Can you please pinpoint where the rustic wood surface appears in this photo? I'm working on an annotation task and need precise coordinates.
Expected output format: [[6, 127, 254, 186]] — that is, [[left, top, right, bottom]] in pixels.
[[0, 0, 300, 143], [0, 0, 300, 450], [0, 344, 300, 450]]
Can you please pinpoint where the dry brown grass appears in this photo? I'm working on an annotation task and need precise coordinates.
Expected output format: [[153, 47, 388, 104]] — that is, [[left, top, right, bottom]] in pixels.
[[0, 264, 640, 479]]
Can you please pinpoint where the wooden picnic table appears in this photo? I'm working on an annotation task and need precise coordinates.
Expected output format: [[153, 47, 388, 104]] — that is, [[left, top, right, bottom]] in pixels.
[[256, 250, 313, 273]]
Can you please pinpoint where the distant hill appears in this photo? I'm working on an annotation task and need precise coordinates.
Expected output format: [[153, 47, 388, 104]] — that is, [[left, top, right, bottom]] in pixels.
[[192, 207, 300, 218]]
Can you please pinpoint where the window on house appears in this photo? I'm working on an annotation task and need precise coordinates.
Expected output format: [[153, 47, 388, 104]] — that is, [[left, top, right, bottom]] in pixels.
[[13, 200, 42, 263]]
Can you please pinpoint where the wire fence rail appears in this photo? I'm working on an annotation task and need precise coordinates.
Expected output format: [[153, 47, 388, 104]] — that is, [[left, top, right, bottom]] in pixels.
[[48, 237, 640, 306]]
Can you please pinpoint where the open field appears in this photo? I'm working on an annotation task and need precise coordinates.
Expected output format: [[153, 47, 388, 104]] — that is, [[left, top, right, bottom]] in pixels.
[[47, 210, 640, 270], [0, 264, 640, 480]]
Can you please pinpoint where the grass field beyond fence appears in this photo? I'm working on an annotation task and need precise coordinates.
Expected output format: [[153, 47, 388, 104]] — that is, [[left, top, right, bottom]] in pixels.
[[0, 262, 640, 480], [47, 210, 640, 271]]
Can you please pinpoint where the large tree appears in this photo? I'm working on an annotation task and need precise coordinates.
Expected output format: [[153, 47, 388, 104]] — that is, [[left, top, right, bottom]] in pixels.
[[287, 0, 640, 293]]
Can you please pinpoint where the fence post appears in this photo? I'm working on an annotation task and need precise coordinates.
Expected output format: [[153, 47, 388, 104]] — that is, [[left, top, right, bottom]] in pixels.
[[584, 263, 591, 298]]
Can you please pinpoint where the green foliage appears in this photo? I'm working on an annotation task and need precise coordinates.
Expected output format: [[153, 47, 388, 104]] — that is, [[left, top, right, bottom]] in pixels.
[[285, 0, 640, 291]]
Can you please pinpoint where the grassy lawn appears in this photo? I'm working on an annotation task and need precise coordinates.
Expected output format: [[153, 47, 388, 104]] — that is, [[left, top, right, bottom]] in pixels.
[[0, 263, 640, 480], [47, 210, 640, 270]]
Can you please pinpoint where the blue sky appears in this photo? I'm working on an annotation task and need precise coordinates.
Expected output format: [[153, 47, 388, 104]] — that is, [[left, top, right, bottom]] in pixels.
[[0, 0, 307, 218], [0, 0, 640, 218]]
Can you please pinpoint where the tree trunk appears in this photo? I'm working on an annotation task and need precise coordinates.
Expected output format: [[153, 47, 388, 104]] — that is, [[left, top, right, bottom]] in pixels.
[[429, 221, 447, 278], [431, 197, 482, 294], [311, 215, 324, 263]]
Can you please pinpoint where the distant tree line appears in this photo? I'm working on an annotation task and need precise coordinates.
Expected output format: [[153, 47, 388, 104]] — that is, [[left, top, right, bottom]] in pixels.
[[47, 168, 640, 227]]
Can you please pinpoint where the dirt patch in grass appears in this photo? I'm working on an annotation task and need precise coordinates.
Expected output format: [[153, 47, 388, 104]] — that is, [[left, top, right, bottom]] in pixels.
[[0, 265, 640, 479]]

......

CHALLENGE:
Write out every one of the entries above again, word for word, without altering anything.

TASK SOLUTION:
Can you please pinpoint where the rustic wood surface appears in this photo? I'm working on an annotation task and need precise coordinates.
Expected output format: [[6, 127, 254, 186]] — that is, [[left, top, right, bottom]] in pixels.
[[0, 0, 300, 143], [0, 0, 300, 450], [0, 344, 300, 450]]
Can you please pinpoint where the dry brown grass appears in this photo? I'm working on an annotation task and need precise coordinates.
Expected output format: [[153, 47, 388, 104]] — that is, [[left, top, right, bottom]] in pixels.
[[0, 264, 640, 479]]
Can you please pinpoint where the wooden picnic table appears in this photo? I'm working on an annotation task and need precise coordinates.
Expected output format: [[153, 47, 388, 104]] — that is, [[left, top, right, bottom]] in pixels.
[[256, 250, 313, 273]]
Can you please pinpoint where the distant hill appears in this photo? I'm working on an annotation task and need precise coordinates.
Expected output format: [[153, 47, 388, 104]] — that is, [[left, top, right, bottom]] in pixels.
[[192, 207, 300, 218]]
Can you please pinpoint where the window on house appears in this photo? I'm working on an annotation task and need precise coordinates.
Expected output format: [[153, 47, 388, 104]] — that is, [[left, top, right, bottom]] in pixels.
[[13, 200, 42, 263]]
Can you please pinpoint where the wire fence rail appears in this photo? I'm working on an annotation task and need precise coordinates.
Expected output format: [[153, 47, 388, 104]] — that is, [[left, top, right, bottom]] in pixels.
[[48, 237, 640, 306]]
Can you please pinpoint where the open field appears in this photo? I'm working on an annotation task and need precise coordinates.
Expected output format: [[153, 47, 388, 104]] — that is, [[left, top, right, bottom]] in pixels.
[[47, 210, 640, 270], [0, 264, 640, 480]]
Can you please pinpoint where the grass field beyond fence appears in this photo? I'm working on an annotation task and need precise coordinates.
Expected output format: [[153, 47, 388, 104]] — that is, [[left, top, right, bottom]] in pixels.
[[0, 262, 640, 480], [47, 210, 640, 271]]
Can you please pinpoint where the large tree appears in this photo? I'm working on an annotation task and need precise coordinates.
Expected output format: [[153, 47, 388, 104]] — that is, [[left, top, right, bottom]] in pixels.
[[287, 0, 640, 293]]
Can you please pinpoint where the fence post appears in this photo? I'm working on an annotation task and need precise coordinates.
Expected output format: [[153, 47, 388, 104]] — that is, [[left, top, right, bottom]] in pixels.
[[584, 263, 591, 298]]
Can you please pinpoint where the green foliage appears in this photo? I'm working on an annotation task and need precise coordinates.
Expected output format: [[153, 47, 388, 104]] — that is, [[left, top, right, bottom]] in pixels.
[[285, 0, 640, 291]]
Can you please pinpoint where the grassy lawn appears in this photo? I'm working on an annotation task and need precise coordinates.
Expected output format: [[153, 47, 388, 104]] — that is, [[left, top, right, bottom]] in pixels.
[[0, 263, 640, 480], [47, 210, 640, 270]]
Can you please pinpoint where the blue sky appears in this photo? I'm working on an annotation task and need precise coordinates.
Expected output format: [[153, 47, 388, 104]] — that is, [[left, top, right, bottom]] in pixels.
[[0, 0, 307, 218], [0, 0, 640, 218]]
Can you please pinpoint where the tree trunk appears in this photo? I'm working on an annotation task and need precise coordinates.
Expected output format: [[153, 47, 388, 104]] — that is, [[left, top, right, bottom]] in pixels.
[[429, 221, 447, 278], [431, 197, 482, 294], [311, 215, 324, 263]]
Can you please pinpoint where the distant tree line appears in this photo? I'm working on an annotation task and need precise coordinates.
Expected output format: [[153, 47, 388, 104]] — that is, [[left, top, right, bottom]] in pixels.
[[47, 168, 640, 227]]
Can you please pinpoint where the dirt patch in grass appears in this photo? I'm working on an annotation task and need precise coordinates.
Expected output format: [[153, 47, 388, 104]] — that is, [[left, top, right, bottom]] in pixels.
[[0, 265, 640, 479]]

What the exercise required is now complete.